__Exercise instructions__:
Leave out the pictures and reproduce all of the data exactly.

__Stored data entries__:
-------
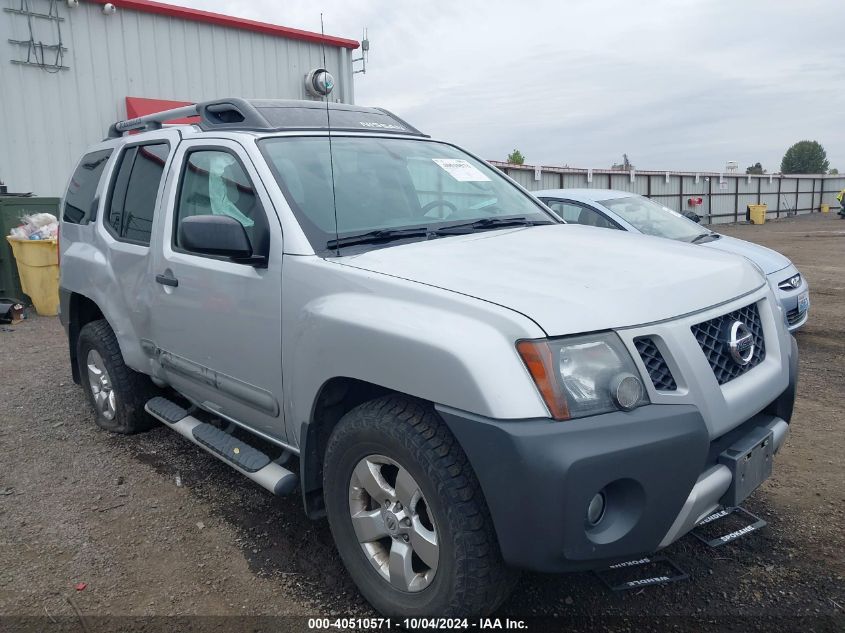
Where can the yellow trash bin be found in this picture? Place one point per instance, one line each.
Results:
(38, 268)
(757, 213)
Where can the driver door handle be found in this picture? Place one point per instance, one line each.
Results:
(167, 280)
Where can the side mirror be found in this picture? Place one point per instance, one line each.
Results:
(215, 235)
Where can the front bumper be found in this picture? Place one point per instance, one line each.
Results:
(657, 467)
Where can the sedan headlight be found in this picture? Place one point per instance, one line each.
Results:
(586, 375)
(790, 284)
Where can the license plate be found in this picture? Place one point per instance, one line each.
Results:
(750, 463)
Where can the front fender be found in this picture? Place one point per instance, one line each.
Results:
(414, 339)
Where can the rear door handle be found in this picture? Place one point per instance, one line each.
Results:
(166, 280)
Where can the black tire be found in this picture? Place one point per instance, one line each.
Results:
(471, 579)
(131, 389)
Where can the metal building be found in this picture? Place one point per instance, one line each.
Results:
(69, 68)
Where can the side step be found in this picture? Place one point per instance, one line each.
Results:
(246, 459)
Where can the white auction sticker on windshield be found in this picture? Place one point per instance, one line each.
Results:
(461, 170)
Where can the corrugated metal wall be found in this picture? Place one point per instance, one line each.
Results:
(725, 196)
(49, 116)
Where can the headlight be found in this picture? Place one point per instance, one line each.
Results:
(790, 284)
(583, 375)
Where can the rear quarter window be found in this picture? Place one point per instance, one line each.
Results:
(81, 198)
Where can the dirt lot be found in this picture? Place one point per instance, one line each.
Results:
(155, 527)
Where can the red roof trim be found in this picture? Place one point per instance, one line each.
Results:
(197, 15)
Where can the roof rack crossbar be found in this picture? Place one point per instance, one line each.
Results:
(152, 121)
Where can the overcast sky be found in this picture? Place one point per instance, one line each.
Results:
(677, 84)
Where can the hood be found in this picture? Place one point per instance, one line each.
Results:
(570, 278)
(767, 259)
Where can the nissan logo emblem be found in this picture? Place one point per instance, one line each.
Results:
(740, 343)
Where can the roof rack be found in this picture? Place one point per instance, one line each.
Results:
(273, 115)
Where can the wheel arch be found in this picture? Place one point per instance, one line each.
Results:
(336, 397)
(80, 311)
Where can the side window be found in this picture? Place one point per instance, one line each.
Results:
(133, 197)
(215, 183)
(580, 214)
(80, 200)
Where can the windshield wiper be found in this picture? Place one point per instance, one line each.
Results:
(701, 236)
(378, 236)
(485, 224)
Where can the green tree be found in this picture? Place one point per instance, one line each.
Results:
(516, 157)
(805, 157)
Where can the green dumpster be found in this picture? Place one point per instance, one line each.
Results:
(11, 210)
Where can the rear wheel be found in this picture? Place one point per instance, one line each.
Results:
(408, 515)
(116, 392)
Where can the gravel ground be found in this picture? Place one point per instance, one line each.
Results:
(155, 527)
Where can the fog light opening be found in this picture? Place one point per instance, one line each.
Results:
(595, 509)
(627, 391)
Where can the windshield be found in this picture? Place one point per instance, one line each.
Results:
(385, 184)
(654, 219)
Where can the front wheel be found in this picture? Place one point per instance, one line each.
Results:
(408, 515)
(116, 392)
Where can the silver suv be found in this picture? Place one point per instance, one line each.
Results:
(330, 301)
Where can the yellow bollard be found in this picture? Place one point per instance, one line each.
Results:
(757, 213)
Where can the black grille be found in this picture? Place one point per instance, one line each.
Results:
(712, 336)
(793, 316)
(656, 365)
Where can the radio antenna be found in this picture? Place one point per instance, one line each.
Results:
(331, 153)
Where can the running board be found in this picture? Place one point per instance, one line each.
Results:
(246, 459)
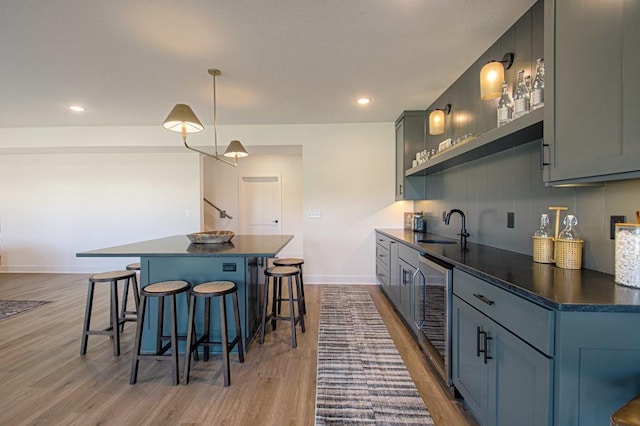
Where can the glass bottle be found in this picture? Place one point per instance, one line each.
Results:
-------
__Solution to the problem__:
Where can the yellow trash bin be found in this picture? Place one point per instance, one line each.
Results:
(38, 268)
(757, 213)
Where can the driver door handle be found in this picture? Place one point per instance, one line each.
Results:
(167, 280)
Where can the side mirror be found in this picture? Place one point per instance, one line each.
Results:
(215, 235)
Where can the front bumper be found in this picture? Place one point per instance, one line each.
Results:
(657, 467)
Where can the sedan headlight be found in this picture? Place one point per instance, one line each.
Results:
(586, 375)
(790, 284)
Where can the license plate be found in this picture? Place one point per instance, one line each.
Results:
(750, 463)
Where can the front fender be found in this picture? Place one point per instance, one line each.
Results:
(414, 339)
Where can the rear door handle be found in this picture? Place one point per instance, one line each.
Results:
(166, 280)
Where can the black tire be found in this picture? Place one point per instance, one line each.
Results:
(471, 579)
(131, 389)
Where can the metal building be found in this picture? Place one point per instance, one line each.
Results:
(69, 68)
Where can the side step be found in this picture? Place one point per instance, one line each.
Results:
(246, 459)
Where can the white auction sticker on windshield be found in this picture? Place one point per instance, one line each.
Results:
(461, 170)
Where can the corrugated metal wall be found in this picture? Place one point per instance, one line each.
Results:
(725, 196)
(49, 116)
Where can the headlight be found in this picture? Place one point per instance, one line each.
Results:
(790, 284)
(583, 375)
Where can the rear quarter window be found in this picture? Place one point per instance, one line each.
Results:
(81, 198)
Where can the dirt lot be found in this picture? Place one point per instance, one line each.
Results:
(155, 527)
Where can the red roof trim be found in this picture? Place one point per instance, one line each.
Results:
(197, 15)
Where can the roof rack crossbar be found in this picture? Place one point per instance, one line each.
Results:
(152, 121)
Where can the overcast sky be found in this picture? Place one point per instance, one line each.
Results:
(677, 84)
Where can the hood be found in this picture? Place one point per instance, one line each.
Results:
(570, 278)
(767, 259)
Where can the nissan logo emblem be found in this picture? Place one point per instance, one line each.
Results:
(740, 343)
Where can the roof rack be found in this picture? Place one point per instance, one line each.
Results:
(273, 115)
Where can the wheel arch be found in this picture? Place one point per instance, one line each.
Results:
(336, 397)
(80, 311)
Where can the side window be found in this picture? Place one point per instance, one line each.
Results:
(133, 197)
(215, 183)
(580, 214)
(80, 200)
Where can the windshield wiper be found in this picture? Place one point per instance, one line each.
Results:
(701, 236)
(378, 236)
(485, 224)
Where can the green tree be found in this picture? Place one point per instance, one line each.
Results:
(516, 157)
(805, 157)
Where can the green dumpster be found in this picture? Place one point per instance, one line each.
Results:
(11, 210)
Where can the rear wheel be found in this picture? Place one point per instance, one line each.
Results:
(408, 515)
(116, 392)
Where can the gravel ground be found in this picture? Place one point per instance, one line each.
Results:
(155, 527)
Where can the fog light opening be found in this picture? Place one point per instance, one line each.
Results:
(595, 509)
(627, 391)
Where can the windshield be found in this picture? Place one point per instance, one line each.
Results:
(385, 184)
(654, 219)
Where can the front wheel be found in this picture? Place one point per instance, one line each.
Results:
(408, 515)
(116, 392)
Where can the silver suv be found in this picture? Place one point per instance, one line each.
Results:
(330, 301)
Where can the yellow bollard be found in this picture? Place one point per instance, one line each.
Results:
(757, 213)
Where can the black grille be found in this picture? Place one point per instance, one line each.
Results:
(712, 336)
(793, 316)
(656, 365)
Where can the radio antenna be found in this picture? Place one point per instance, one line each.
Results:
(331, 153)
Where can the running board be found in this picture? Place one point per instance, one line each.
Results:
(246, 459)
Where can the glass bottle be found in this picture? Place one point per instance, one line each.
Results:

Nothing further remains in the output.